*所给列表*.
┌────────

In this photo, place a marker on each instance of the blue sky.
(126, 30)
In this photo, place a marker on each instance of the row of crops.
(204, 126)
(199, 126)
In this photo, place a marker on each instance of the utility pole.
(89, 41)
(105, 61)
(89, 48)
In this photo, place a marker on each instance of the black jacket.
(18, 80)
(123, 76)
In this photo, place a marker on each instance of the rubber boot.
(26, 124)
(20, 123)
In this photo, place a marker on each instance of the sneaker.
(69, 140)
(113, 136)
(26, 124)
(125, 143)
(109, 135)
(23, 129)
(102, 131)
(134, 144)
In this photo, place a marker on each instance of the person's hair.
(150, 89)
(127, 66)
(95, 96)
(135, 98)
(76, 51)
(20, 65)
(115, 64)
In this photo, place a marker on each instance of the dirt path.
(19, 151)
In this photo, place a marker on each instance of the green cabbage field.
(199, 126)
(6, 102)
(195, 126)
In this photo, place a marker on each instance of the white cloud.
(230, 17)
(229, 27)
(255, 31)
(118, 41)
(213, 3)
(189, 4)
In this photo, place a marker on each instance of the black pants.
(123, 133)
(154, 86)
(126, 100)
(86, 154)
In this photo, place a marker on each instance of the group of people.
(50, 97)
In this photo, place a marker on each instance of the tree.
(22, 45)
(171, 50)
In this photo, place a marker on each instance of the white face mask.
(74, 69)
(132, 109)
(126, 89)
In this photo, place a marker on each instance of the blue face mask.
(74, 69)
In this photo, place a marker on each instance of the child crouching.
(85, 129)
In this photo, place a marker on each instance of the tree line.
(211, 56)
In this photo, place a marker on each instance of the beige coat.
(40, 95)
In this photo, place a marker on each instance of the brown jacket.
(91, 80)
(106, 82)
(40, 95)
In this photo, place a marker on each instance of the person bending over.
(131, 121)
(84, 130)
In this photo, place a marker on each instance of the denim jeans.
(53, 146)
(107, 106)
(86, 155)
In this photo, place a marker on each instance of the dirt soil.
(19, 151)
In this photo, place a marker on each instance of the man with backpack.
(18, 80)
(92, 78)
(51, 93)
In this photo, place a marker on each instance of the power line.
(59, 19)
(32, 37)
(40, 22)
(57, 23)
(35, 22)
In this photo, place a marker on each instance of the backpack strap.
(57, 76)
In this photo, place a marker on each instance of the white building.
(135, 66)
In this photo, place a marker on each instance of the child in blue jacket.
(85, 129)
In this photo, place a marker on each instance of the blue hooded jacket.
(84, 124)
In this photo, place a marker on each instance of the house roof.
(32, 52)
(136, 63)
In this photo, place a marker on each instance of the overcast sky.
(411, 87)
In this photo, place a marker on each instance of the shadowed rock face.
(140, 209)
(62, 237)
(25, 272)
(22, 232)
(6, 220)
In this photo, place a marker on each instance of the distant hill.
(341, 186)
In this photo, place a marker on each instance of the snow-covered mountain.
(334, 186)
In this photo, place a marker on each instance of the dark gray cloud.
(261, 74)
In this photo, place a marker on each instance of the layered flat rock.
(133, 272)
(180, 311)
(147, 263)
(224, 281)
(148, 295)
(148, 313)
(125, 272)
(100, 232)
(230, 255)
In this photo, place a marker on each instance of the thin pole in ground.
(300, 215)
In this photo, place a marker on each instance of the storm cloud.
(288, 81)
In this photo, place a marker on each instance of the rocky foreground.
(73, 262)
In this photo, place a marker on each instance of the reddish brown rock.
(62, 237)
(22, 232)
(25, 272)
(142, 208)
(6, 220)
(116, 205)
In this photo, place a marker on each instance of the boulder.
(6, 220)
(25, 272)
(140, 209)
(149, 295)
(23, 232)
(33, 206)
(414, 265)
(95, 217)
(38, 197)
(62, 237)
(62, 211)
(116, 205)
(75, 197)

└────────

请将上面的列表全部转换为两列 CSV，列名为"提示"和"回答"，每条提示占一行，不得遗漏。每行的"提示"列填写该条提示的文字，"回答"列填写其对应的全部回答。两列均各用一个带引号的字段表示，字段内的换行一律改为空格。

*本题回答*.
提示,回答
"In this photo, place a marker on each instance of the blue sky.","(126, 30)"
"In this photo, place a marker on each instance of the row of crops.","(204, 126) (199, 126)"
"In this photo, place a marker on each instance of the utility pole.","(89, 41) (105, 61) (89, 48)"
"In this photo, place a marker on each instance of the black jacket.","(18, 80) (123, 76)"
"In this photo, place a marker on each instance of the rubber boot.","(26, 124) (20, 123)"
"In this photo, place a marker on each instance of the sneaker.","(69, 140) (113, 136) (26, 124) (125, 143) (109, 135) (23, 129) (102, 131) (134, 144)"
"In this photo, place a marker on each instance of the person's hair.","(150, 89) (127, 66) (95, 96) (135, 98) (76, 51) (20, 65) (115, 64)"
"In this photo, place a marker on each instance of the dirt path.","(19, 151)"
"In this photo, place a marker on each instance of the green cabbage field.","(199, 126) (6, 102) (195, 126)"
"In this photo, place a marker on each instance of the white cloud.","(230, 17) (229, 27) (255, 31) (118, 41) (213, 3) (189, 4)"
"In this photo, place a marker on each instance of the black pants.","(123, 133) (154, 86) (126, 100) (86, 154)"
"In this photo, place a marker on each instance of the group of people.","(50, 97)"
"In this photo, place a marker on each instance of the tree.","(22, 45) (171, 50)"
"In this photo, place a marker on each instance of the white face mask.","(74, 69) (132, 109) (126, 89)"
"In this photo, place a marker on each instance of the blue face mask.","(74, 69)"
"In this photo, place a marker on each instance of the child crouching.","(85, 129)"
"In this photo, place a marker on each instance of the tree line.","(211, 56)"
"In this photo, place a marker on each instance of the beige coat.","(40, 95)"
"In this photo, place a marker on each instance of the brown jacket.","(91, 80) (106, 82) (40, 95)"
"In this photo, place a marker on each instance of the person bending over.","(131, 121) (84, 130)"
"In this photo, place a marker on each instance of the denim jeans.","(53, 146) (107, 106) (86, 155)"
"In this photo, place a marker on each instance of the dirt soil.","(19, 151)"
"In this photo, place a marker on each instance of the man with backpack.","(18, 80) (92, 78) (51, 93)"
"In this photo, place a marker on each instance of the power line.","(59, 19) (32, 37) (40, 22) (57, 23) (35, 22)"
"In this photo, place a marker on each instance of the backpack strap.","(57, 76)"
"In this photo, place a marker on each instance of the white building.","(135, 66)"
"In this photo, place a marker on each instance of the child in blue jacket.","(85, 129)"
"In this photo, place a marker on each instance of the blue hooded jacket.","(84, 124)"
"In this photo, place a marker on each instance of the house roof.","(32, 52) (136, 63)"
"In this photo, place a marker on each instance of the overcast sky.","(411, 87)"
"In this photo, place a marker on each instance of the shadowed rock face.","(140, 209) (62, 237) (25, 272) (22, 232) (6, 220)"
"In this photo, place a marker on each instance of the distant hill.","(341, 186)"
"In this photo, place a marker on each instance of the snow-covered mountain.","(334, 186)"
"In this photo, place a marker on each instance of the dark gray cloud.","(261, 74)"
"In this photo, place a marker on each instance of the layered flat rock.","(133, 272) (180, 311) (147, 263) (224, 281) (148, 295) (148, 313) (125, 272) (100, 232) (230, 255)"
"In this photo, place a marker on each instance of the thin pole in ground.","(300, 215)"
"In this photo, place a marker on each instance of the storm cloud.","(288, 81)"
"In this photo, place a marker on each instance of the rocky foreground.","(73, 262)"
"In this photo, place a marker on each instance of the reddish brown rock.","(62, 237) (22, 232) (25, 272) (142, 208) (6, 220) (116, 205)"
"In this photo, place a marker on each instance of the boulder.","(6, 220) (25, 272) (140, 209) (149, 295) (23, 232) (33, 206) (414, 265) (95, 217) (38, 197) (62, 237) (62, 211) (116, 205) (75, 197)"